● **Task directions**: Arrange the records below as a two-column CSV with the headers "prompt" and "points" and one row for each record. Put each record's text in "prompt" and its answer in "points", each as one quoted field with line breaks replaced by spaces, and leave the pictures out.

● **Record extracts**:
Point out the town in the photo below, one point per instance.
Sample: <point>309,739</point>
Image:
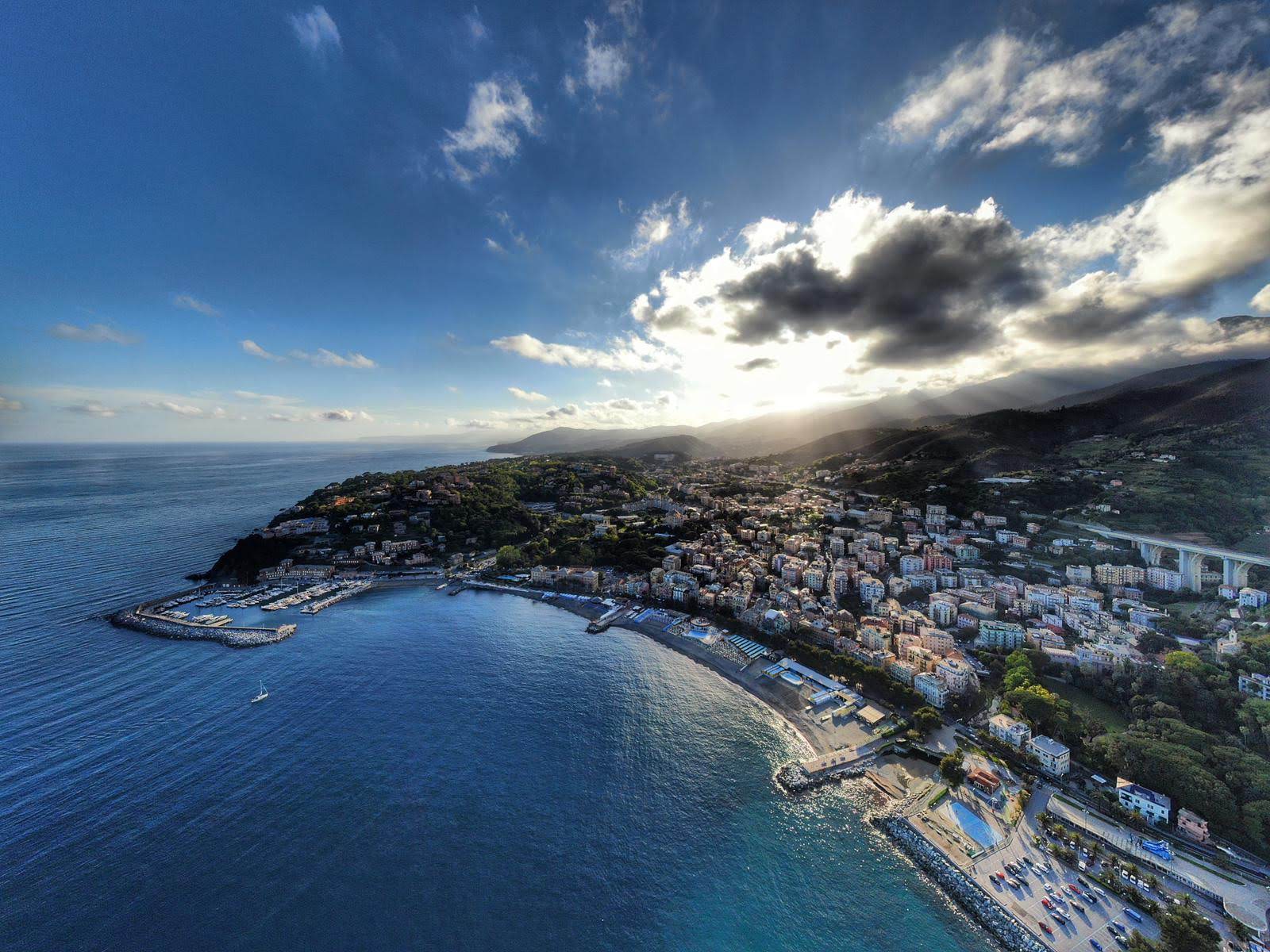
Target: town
<point>1070,721</point>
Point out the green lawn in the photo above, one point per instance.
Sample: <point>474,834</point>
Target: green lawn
<point>1090,706</point>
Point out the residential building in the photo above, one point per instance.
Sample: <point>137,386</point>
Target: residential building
<point>1005,635</point>
<point>1056,759</point>
<point>931,689</point>
<point>1253,598</point>
<point>1151,805</point>
<point>1007,730</point>
<point>1255,685</point>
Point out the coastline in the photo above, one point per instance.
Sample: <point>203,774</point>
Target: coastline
<point>1001,926</point>
<point>803,729</point>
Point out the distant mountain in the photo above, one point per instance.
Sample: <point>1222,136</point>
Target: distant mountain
<point>778,432</point>
<point>1013,440</point>
<point>573,440</point>
<point>1145,381</point>
<point>781,432</point>
<point>683,444</point>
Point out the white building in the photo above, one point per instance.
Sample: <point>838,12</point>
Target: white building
<point>1007,730</point>
<point>1007,635</point>
<point>1257,685</point>
<point>956,676</point>
<point>931,689</point>
<point>1153,806</point>
<point>1056,759</point>
<point>1253,598</point>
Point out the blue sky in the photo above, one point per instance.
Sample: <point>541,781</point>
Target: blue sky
<point>283,221</point>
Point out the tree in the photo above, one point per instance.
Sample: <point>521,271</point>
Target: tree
<point>1185,930</point>
<point>926,719</point>
<point>952,767</point>
<point>510,558</point>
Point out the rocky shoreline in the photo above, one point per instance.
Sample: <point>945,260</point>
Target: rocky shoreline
<point>232,638</point>
<point>969,895</point>
<point>794,778</point>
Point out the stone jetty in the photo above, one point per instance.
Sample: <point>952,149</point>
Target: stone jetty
<point>795,778</point>
<point>969,895</point>
<point>233,638</point>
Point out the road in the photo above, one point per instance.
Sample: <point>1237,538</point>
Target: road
<point>1026,903</point>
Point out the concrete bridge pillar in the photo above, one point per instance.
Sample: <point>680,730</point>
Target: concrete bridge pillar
<point>1235,571</point>
<point>1191,565</point>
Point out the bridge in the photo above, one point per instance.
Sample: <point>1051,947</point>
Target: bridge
<point>1191,555</point>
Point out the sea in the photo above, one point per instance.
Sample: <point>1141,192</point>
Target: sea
<point>429,772</point>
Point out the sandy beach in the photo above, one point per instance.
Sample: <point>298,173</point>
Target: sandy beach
<point>818,738</point>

● **Solution to this problem**:
prompt,points
"Point out the town in the photo below, one point per instance. Sample: <point>309,739</point> Image: Target: town","<point>1070,721</point>"
"Point out the green lawn in the photo above, one point per instance. Sample: <point>474,834</point> Target: green lawn","<point>1090,706</point>"
"Point out the residential building in the photo above, one point per instance. Sample: <point>137,386</point> Target: residential building","<point>1005,635</point> <point>1056,759</point> <point>931,689</point> <point>1253,598</point> <point>1151,805</point> <point>1007,730</point> <point>1255,685</point>"
"Point out the coastline in the photo above, one point per instance. Sample: <point>203,774</point> Target: coastline","<point>1001,926</point> <point>803,729</point>"
"Point out the distant mountain in the photo above, one point per instance. Sample: <point>1222,136</point> Target: distant mountain","<point>778,432</point> <point>1013,440</point> <point>573,440</point> <point>1145,381</point> <point>781,432</point> <point>683,444</point>"
"Point out the white building in the photo above, one point per instance. Sample: <point>838,12</point> Target: white building","<point>1007,730</point> <point>1007,635</point> <point>1257,685</point> <point>956,676</point> <point>931,689</point> <point>1153,806</point> <point>1056,759</point> <point>1253,598</point>"
"Point out the blue sky in the photo above, one point per instance. Sample: <point>541,781</point> Target: blue sky","<point>283,221</point>"
"Point out the tree in the photo above, one point per instance. Sample: <point>521,271</point> Target: tree","<point>1185,930</point> <point>926,719</point> <point>952,767</point> <point>510,558</point>"
"Point out the rocky shoreline in the photo above, one point per instance. Sample: <point>945,260</point> Target: rocky shoreline","<point>232,638</point> <point>969,895</point> <point>794,778</point>"
"Point out the stone jetty in the photo above, one point per instance. Sample: <point>952,149</point> Target: stone jetty","<point>795,778</point> <point>969,895</point> <point>233,638</point>"
"Point out the road in the photo above, one point per instance. Sample: <point>1237,538</point> Target: road","<point>1026,903</point>"
"Point out the concrete bridge pillar in the photo above, one point per instance. Sample: <point>680,730</point> Target: concrete bridge pillar","<point>1235,571</point> <point>1191,565</point>"
"Point out the bridge in the photo above, one point per instance. Sample: <point>1051,947</point> Target: bridge","<point>1191,555</point>"
"Point out the sea in the photo above, one point per instance. Sample: <point>1141,192</point> Target: sea","<point>429,772</point>"
"Point out the sandy beach in the photo above, one point per instance. Sample: <point>298,173</point> Target: sandy beach","<point>818,738</point>"